_Aim of the task_
Rewrite the passage on legal digitalization from "The amount of" up to and including "and more efficient.", replacing "document automation" with "workflow automation".

*** Opening Document segment ***

Legal teams also often handle risk assessments, due diligence in M&A (mergers and acquisitions) transactions, data protection, and internal investigations.

So naturally, all these responsibilities require not only legal expertise from the professionals, but also tight communication and coordination with other departments — finance, HR, marketing, etc. Without proper business planning, the legal department can become a blind spot within the organization and not function to its full potential.

What Happens Without a Dedicated Legal Department?

Small businesses or startups commonly lack a formal legal team, due to the lack of resources or the ability to choose the qualified professional. In such cases, legal responsibilities are distributed across other departments or outsourced to external counsel. It’s cost-efficient and works pretty well, but it also carries significant risks.

Ad hoc legal management is not very convenient when it comes to regularly reviewing compliance, updating the necessary contracts and other documents, closing deals quickly and effectively. Or even litigation that could have been avoided with proper in-house legal oversight.

Moreover, when legal tasks are decentralized, it becomes more complicated to establish accountability. This is where structured business planning can bridge the gap — even without a fully staffed legal team — by integrating legal needs into comprehensive operational and financial planning.

Embracing Digitalization: A Business Planning Imperative

Even if you’re running an offline business, you most likely already use digital tools to manage financial operations, marketing campaigns, etc. Legal digitalization can also help a lot when it comes to establishing better business planning for your legal department. And it isn’t just about using modern tools — it’s about rethinking how legal work is executed, shared, stored, and secured across departments.

For efficient business planning, you should definitely prioritize digital solutions that upgrade legal workflows, improve team collaboration, and reduce operational expenses. Below are key components of legal digitalization that should be part of any strategic plan.

Digital Tools for Drafting and Collaborating on Documents

The amount of various legal documents that legal departments need to work with, is immense, and can be very different in nature, depending on the field your business is operating in, the specifics of your operations with clients and/or partners, etc. So, a lot (maybe even majority) of work time goes to drafting the documents, updating and editing them, discussing and implementing the changes. Even finding them in the system can eat up the time.

This does not only consume excessive time, but also can lead to version control issues. This is where document automation comes into play. No matter if your business uses one platform for generating, storing and reviewing paperwork, or you have a few services most suitable for your needs, working with digital documents with a centralized system is much easier and more efficient.

You can create pre-approved templates that will definitely be used frequently, save clause libraries, in this way reducing errors and standardizing language. Services like FormsPal can help with drafting many business-related templates, as well as provide a platform where the documents can be stored and easily accessed.

*** Closing Document segment ***
*** Opening Data extracts ***

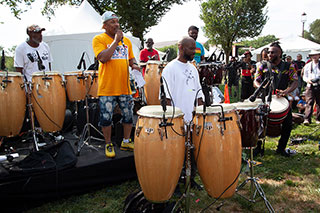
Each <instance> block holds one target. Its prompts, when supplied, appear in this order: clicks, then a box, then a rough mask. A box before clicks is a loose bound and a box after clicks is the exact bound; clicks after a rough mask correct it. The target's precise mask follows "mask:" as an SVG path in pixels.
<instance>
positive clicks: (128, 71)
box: [92, 11, 140, 158]
mask: <svg viewBox="0 0 320 213" xmlns="http://www.w3.org/2000/svg"><path fill="white" fill-rule="evenodd" d="M102 24H103V26H102V28H103V29H104V30H105V32H104V33H102V34H99V35H97V36H95V37H94V38H93V41H92V46H93V51H94V54H95V56H96V57H97V59H98V61H99V62H100V63H99V86H98V96H99V105H100V122H99V125H100V126H101V127H102V132H103V135H104V138H105V142H106V147H105V154H106V156H107V157H110V158H113V157H115V151H114V145H113V144H112V142H111V124H112V115H113V111H114V108H115V106H116V104H118V105H119V107H120V109H121V113H122V124H123V131H124V134H123V136H124V138H123V141H122V143H121V147H120V149H121V150H127V151H133V148H134V144H133V142H132V141H131V139H130V134H131V129H132V123H133V120H132V118H133V99H132V96H131V94H132V92H131V88H130V81H129V66H130V67H131V68H132V69H136V70H140V68H139V66H138V64H137V62H136V59H135V58H134V55H133V51H132V44H131V41H130V40H129V39H128V38H126V37H124V36H123V32H122V30H121V29H120V25H119V18H118V17H117V15H116V14H115V13H113V12H111V11H106V12H105V13H104V14H103V15H102Z"/></svg>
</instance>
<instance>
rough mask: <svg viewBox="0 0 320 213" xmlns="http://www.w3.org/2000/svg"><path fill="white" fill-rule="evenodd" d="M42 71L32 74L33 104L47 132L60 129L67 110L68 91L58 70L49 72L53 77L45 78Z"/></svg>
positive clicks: (43, 129)
mask: <svg viewBox="0 0 320 213" xmlns="http://www.w3.org/2000/svg"><path fill="white" fill-rule="evenodd" d="M41 73H42V72H36V73H33V74H32V85H33V88H32V98H31V102H32V106H33V109H34V112H35V115H36V117H37V120H38V122H39V124H40V127H41V128H42V129H43V131H45V132H56V131H60V130H61V129H62V126H63V122H64V118H65V111H66V92H65V88H64V85H63V82H62V77H61V75H60V74H59V73H57V72H49V73H47V75H48V77H49V78H51V79H48V80H46V79H43V78H44V75H42V74H41Z"/></svg>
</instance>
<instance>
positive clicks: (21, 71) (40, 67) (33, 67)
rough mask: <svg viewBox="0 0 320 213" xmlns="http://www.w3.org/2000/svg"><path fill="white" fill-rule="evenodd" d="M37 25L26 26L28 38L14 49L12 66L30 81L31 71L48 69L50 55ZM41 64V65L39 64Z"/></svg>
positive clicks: (39, 29)
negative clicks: (13, 61) (27, 34)
mask: <svg viewBox="0 0 320 213" xmlns="http://www.w3.org/2000/svg"><path fill="white" fill-rule="evenodd" d="M44 30H46V29H45V28H41V27H39V26H38V25H35V24H33V25H31V26H29V27H27V34H28V36H29V38H28V40H27V41H25V42H23V43H22V44H20V45H19V46H18V47H17V48H16V51H15V55H14V67H15V68H16V71H17V72H20V73H22V74H23V75H24V76H25V77H26V79H27V80H28V81H31V76H32V73H33V72H37V71H43V70H44V71H50V70H51V62H52V56H51V53H50V49H49V46H48V45H47V44H46V43H45V42H43V41H42V31H44ZM41 65H42V66H41Z"/></svg>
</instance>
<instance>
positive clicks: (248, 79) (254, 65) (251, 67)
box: [241, 51, 256, 101]
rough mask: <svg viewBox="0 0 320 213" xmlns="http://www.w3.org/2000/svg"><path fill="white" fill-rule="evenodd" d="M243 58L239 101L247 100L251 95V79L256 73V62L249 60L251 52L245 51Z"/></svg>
mask: <svg viewBox="0 0 320 213" xmlns="http://www.w3.org/2000/svg"><path fill="white" fill-rule="evenodd" d="M244 56H245V58H244V59H243V62H242V63H241V75H242V77H241V101H243V100H245V99H248V98H249V97H250V95H252V94H253V92H254V87H253V78H254V73H255V71H256V62H255V61H252V60H251V57H252V54H251V52H250V51H246V52H245V53H244Z"/></svg>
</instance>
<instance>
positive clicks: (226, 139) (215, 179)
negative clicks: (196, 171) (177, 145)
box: [192, 104, 242, 198]
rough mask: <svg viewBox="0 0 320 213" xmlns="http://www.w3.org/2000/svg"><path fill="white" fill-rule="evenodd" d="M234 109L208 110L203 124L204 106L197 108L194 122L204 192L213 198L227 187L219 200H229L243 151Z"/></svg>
mask: <svg viewBox="0 0 320 213" xmlns="http://www.w3.org/2000/svg"><path fill="white" fill-rule="evenodd" d="M235 109H236V108H235V107H234V106H232V105H230V104H221V105H220V106H218V107H215V106H214V107H207V109H206V117H205V121H203V107H202V106H199V107H197V109H196V116H195V118H194V120H193V121H194V131H193V134H192V138H193V143H194V146H195V149H194V155H195V160H196V164H197V168H198V171H199V175H200V178H201V180H202V182H203V184H204V187H205V189H206V191H207V193H208V194H209V195H210V196H211V197H214V198H217V197H219V196H220V195H221V194H222V192H223V191H224V190H226V189H227V188H228V187H230V188H229V189H228V190H227V191H226V192H225V193H224V194H223V195H222V196H221V197H222V198H227V197H231V196H232V195H233V194H234V193H235V190H236V187H237V184H238V178H237V177H238V174H239V173H240V167H241V152H242V150H241V134H240V128H239V115H238V114H237V112H236V110H235ZM222 110H223V112H224V113H222ZM223 115H224V116H223ZM202 131H204V132H203V134H202ZM232 183H233V184H232Z"/></svg>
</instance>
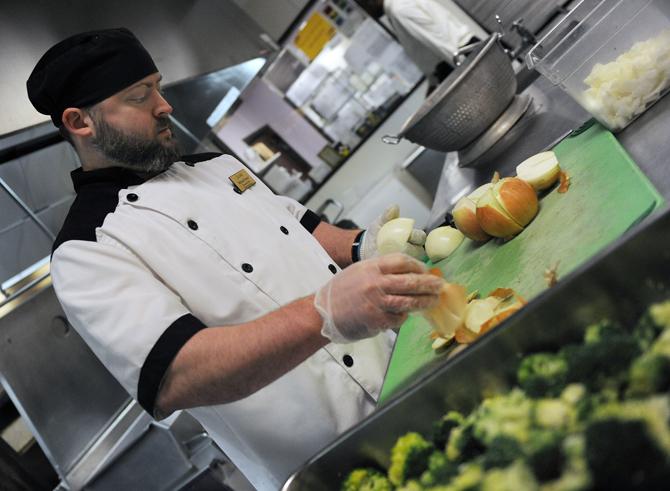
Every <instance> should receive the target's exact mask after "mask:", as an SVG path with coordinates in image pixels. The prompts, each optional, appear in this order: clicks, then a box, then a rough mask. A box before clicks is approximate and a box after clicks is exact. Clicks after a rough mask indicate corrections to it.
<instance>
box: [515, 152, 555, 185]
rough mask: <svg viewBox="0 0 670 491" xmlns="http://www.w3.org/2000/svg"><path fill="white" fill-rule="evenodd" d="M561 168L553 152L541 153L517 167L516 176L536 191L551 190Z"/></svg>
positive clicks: (537, 154)
mask: <svg viewBox="0 0 670 491" xmlns="http://www.w3.org/2000/svg"><path fill="white" fill-rule="evenodd" d="M560 172H561V167H560V166H559V164H558V158H556V154H555V153H554V152H552V151H548V152H541V153H538V154H536V155H533V156H532V157H529V158H527V159H526V160H524V161H523V162H521V163H520V164H519V165H517V166H516V175H517V177H518V178H519V179H521V180H523V181H526V182H527V183H528V184H530V185H531V186H532V188H533V189H534V190H535V191H543V190H545V189H547V188H550V187H551V186H552V185H553V184H554V183H555V182H556V181H557V180H558V176H559V173H560Z"/></svg>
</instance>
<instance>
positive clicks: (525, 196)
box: [477, 177, 538, 238]
mask: <svg viewBox="0 0 670 491" xmlns="http://www.w3.org/2000/svg"><path fill="white" fill-rule="evenodd" d="M537 210H538V201H537V195H536V194H535V191H534V190H533V188H532V187H531V186H530V184H528V183H526V182H525V181H522V180H521V179H518V178H515V177H506V178H504V179H501V180H500V181H498V182H497V183H496V184H495V185H494V186H493V188H491V189H489V190H488V191H487V192H486V193H485V194H484V195H483V196H482V197H481V198H479V201H478V202H477V221H478V222H479V225H481V227H482V229H483V230H484V232H486V233H487V234H489V235H492V236H494V237H502V238H506V237H512V236H514V235H516V234H518V233H519V232H521V231H522V230H523V228H524V227H525V226H526V225H528V223H530V221H531V220H532V219H533V218H534V217H535V215H536V214H537Z"/></svg>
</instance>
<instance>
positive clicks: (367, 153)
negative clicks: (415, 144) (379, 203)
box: [307, 82, 426, 217]
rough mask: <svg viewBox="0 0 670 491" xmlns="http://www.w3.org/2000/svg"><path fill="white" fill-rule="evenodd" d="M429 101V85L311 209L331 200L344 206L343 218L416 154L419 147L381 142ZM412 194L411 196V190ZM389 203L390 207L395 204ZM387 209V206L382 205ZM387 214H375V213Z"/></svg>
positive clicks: (390, 123)
mask: <svg viewBox="0 0 670 491" xmlns="http://www.w3.org/2000/svg"><path fill="white" fill-rule="evenodd" d="M425 97H426V84H425V82H424V84H422V85H421V86H420V87H418V88H417V89H416V90H415V91H414V92H413V93H412V94H411V95H410V96H409V97H408V98H407V99H406V100H405V101H404V102H403V104H402V105H401V106H400V107H399V108H398V109H397V110H396V111H395V112H394V113H393V114H391V116H389V118H388V119H387V120H386V121H385V122H384V124H382V125H381V126H380V127H379V128H377V130H376V131H375V132H374V133H373V134H372V135H371V136H370V137H369V138H368V140H367V141H366V142H365V143H364V144H363V145H362V146H361V147H360V148H359V149H358V150H356V152H355V153H354V154H353V155H352V156H351V157H350V158H349V160H347V161H346V162H345V163H344V165H343V166H342V167H340V168H339V169H338V170H337V172H336V173H335V175H333V176H332V177H331V178H330V179H329V180H328V181H327V182H326V183H325V184H324V185H323V186H321V188H320V189H319V190H318V191H317V192H316V193H315V194H314V196H312V197H311V198H310V199H309V201H308V202H307V206H308V207H309V208H310V209H312V210H316V209H318V208H319V206H321V204H322V203H323V202H324V201H326V200H327V199H328V198H333V199H337V200H338V201H339V202H341V203H342V204H343V205H344V209H345V212H344V214H343V216H345V217H346V216H350V215H349V212H350V211H351V210H352V208H353V207H354V206H355V205H357V204H358V203H359V201H361V200H362V199H364V197H365V196H366V194H367V193H368V192H369V190H370V189H371V188H373V187H374V186H375V185H376V184H377V183H378V182H379V181H381V180H382V179H383V178H384V176H386V175H388V174H389V173H390V172H392V171H393V170H394V168H396V167H397V166H399V165H400V164H402V162H404V161H405V159H406V158H407V157H408V156H409V155H410V154H411V153H412V152H414V151H415V150H416V149H417V148H418V145H415V144H414V143H410V142H408V141H406V140H403V141H402V142H400V144H398V145H388V144H386V143H383V142H382V141H381V138H382V136H384V135H387V134H393V135H395V134H398V132H399V131H400V128H401V127H402V125H403V123H404V122H405V121H406V120H407V119H408V118H409V117H410V116H411V115H412V114H414V112H415V111H416V110H417V109H418V108H419V106H420V105H421V104H422V103H423V101H424V99H425ZM408 192H411V191H409V190H408ZM392 203H393V201H389V203H388V204H392ZM381 206H383V205H381ZM377 211H378V212H381V211H383V210H373V211H372V213H376V212H377Z"/></svg>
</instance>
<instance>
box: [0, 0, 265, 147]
mask: <svg viewBox="0 0 670 491" xmlns="http://www.w3.org/2000/svg"><path fill="white" fill-rule="evenodd" d="M268 3H269V2H268ZM119 26H125V27H128V28H129V29H131V30H132V31H133V32H134V33H135V34H136V35H137V36H138V37H139V38H140V40H141V41H142V42H143V44H144V45H145V46H146V47H147V49H148V50H149V51H150V52H151V53H152V55H153V57H154V59H155V61H156V65H157V66H158V68H159V69H160V70H161V72H162V73H163V77H164V80H165V83H170V82H175V81H178V80H183V79H185V78H190V77H193V76H196V75H200V74H203V73H207V72H211V71H214V70H218V69H221V68H225V67H227V66H231V65H235V64H237V63H240V62H242V61H246V60H249V59H252V58H255V57H257V56H259V55H261V53H263V52H265V51H264V50H266V49H267V46H266V45H265V44H264V43H263V42H262V41H261V39H260V37H259V36H260V34H261V32H262V29H261V28H260V27H259V26H258V24H257V23H256V22H255V21H254V20H253V19H252V18H251V17H249V15H248V14H246V13H245V12H243V11H242V10H241V9H240V8H239V7H238V6H237V4H236V3H234V2H233V0H190V1H185V0H98V1H91V0H68V1H53V0H2V1H1V2H0V67H1V68H0V70H2V76H0V108H1V110H2V111H1V113H0V135H3V134H6V133H9V132H12V131H15V130H18V129H21V128H25V127H27V126H31V125H34V124H37V123H40V122H42V121H46V120H48V117H47V116H43V115H41V114H39V113H38V112H37V111H35V109H34V108H33V107H32V105H31V104H30V101H29V100H28V96H27V95H26V89H25V83H26V80H27V79H28V76H29V75H30V72H31V71H32V69H33V67H34V66H35V63H37V60H38V59H39V58H40V57H41V56H42V54H44V52H45V51H46V50H47V49H48V48H49V47H51V46H52V45H53V44H55V43H56V42H58V41H60V40H61V39H64V38H65V37H67V36H70V35H72V34H75V33H77V32H83V31H87V30H92V29H99V28H106V27H119Z"/></svg>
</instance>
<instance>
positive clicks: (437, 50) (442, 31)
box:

*** Closing Data extracts ***

_Reply_
The amount of various legal documents that legal departments need to work with, is immense, and can be very different in nature, depending on the field your business is operating in, the specifics of your operations with clients and/or partners, etc. So, a lot (maybe even majority) of work time goes to drafting the documents, updating and editing them, discussing and implementing the changes. Even finding them in the system can eat up the time.

This does not only consume excessive time, but also can lead to version control issues. This is where workflow automation comes into play. No matter if your business uses one platform for generating, storing and reviewing paperwork, or you have a few services most suitable for your needs, working with digital documents with a centralized system is much easier and more efficient.